- Goal -
Substitute "image" for each occurrence of "photo" in the data below and change nothing else. Leave the pictures out of your answer.
::::::::::
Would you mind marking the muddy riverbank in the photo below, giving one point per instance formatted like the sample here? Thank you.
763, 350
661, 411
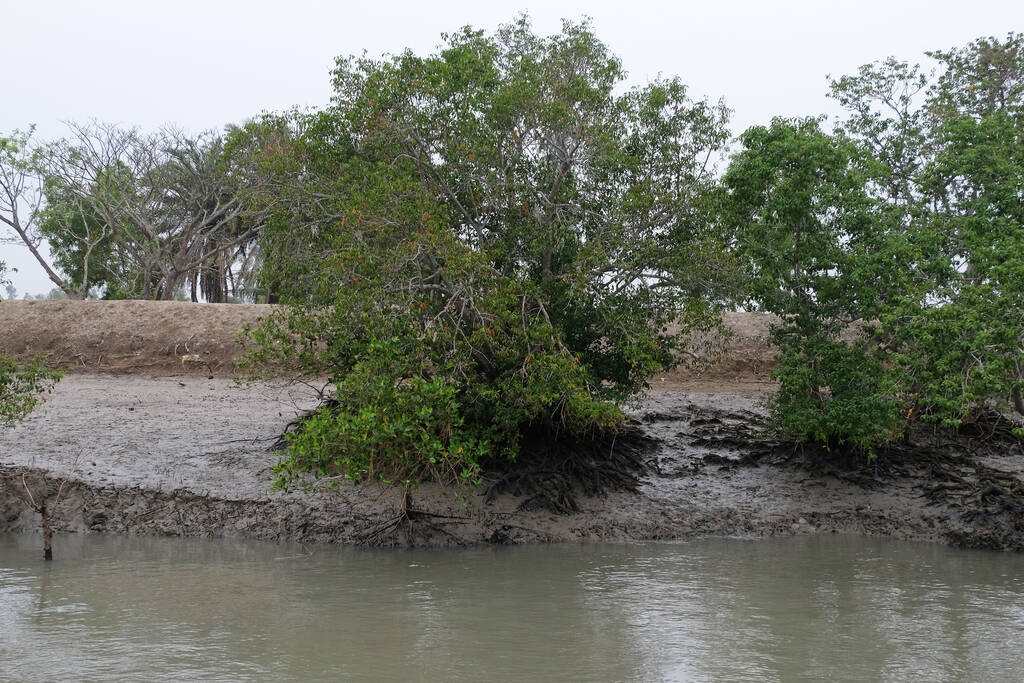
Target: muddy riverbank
190, 456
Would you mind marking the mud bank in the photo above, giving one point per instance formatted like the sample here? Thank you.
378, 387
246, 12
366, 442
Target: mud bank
187, 456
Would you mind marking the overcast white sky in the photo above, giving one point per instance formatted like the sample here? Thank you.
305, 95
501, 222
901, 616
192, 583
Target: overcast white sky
203, 63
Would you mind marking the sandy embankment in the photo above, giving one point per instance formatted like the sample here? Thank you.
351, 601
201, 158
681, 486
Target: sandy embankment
162, 450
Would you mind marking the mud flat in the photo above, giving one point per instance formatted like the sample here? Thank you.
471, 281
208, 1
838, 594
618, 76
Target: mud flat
190, 456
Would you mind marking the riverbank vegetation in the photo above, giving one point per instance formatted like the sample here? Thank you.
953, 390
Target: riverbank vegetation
493, 247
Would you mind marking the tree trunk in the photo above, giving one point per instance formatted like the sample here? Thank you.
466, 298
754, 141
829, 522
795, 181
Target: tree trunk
::::::::::
- Exercise solution -
Would you mind marking the muddy riverbank in the image below, giving one point per instance formatted like the sample here? Thank you.
763, 350
661, 411
Target: muddy riverbank
190, 456
Would you mind marking the mud bank in the image above, giving one point per instance formatted like the sample here? Thank you.
378, 387
246, 12
366, 442
Target: mud bank
187, 456
Would you mind marking the overcast white sky in the image above, giving one point per instance formatted like the sample here? Thank you.
305, 95
501, 222
901, 616
192, 583
Target: overcast white sky
203, 63
Would you mind marking the sandy embankment in the image above, giving one point per instance formatted like the sample here? Thank you.
351, 601
201, 158
681, 486
Target: sandy embankment
162, 450
Would you mind marking the mud flat in the image above, giving one point per instance formatted like the sample here? Thank you.
471, 281
208, 1
838, 594
618, 76
Target: mud flat
190, 456
Would you mind marking the riverbank vegetation in the image above, giving one point per instance formatted like the sample here? Thank you.
953, 390
Target: riverbank vegetation
493, 247
Would you mind marking the tree trunk in the image above, giving one point per instance formatted like the sample here? Thank you.
466, 298
754, 141
829, 522
795, 181
Target: tree trunk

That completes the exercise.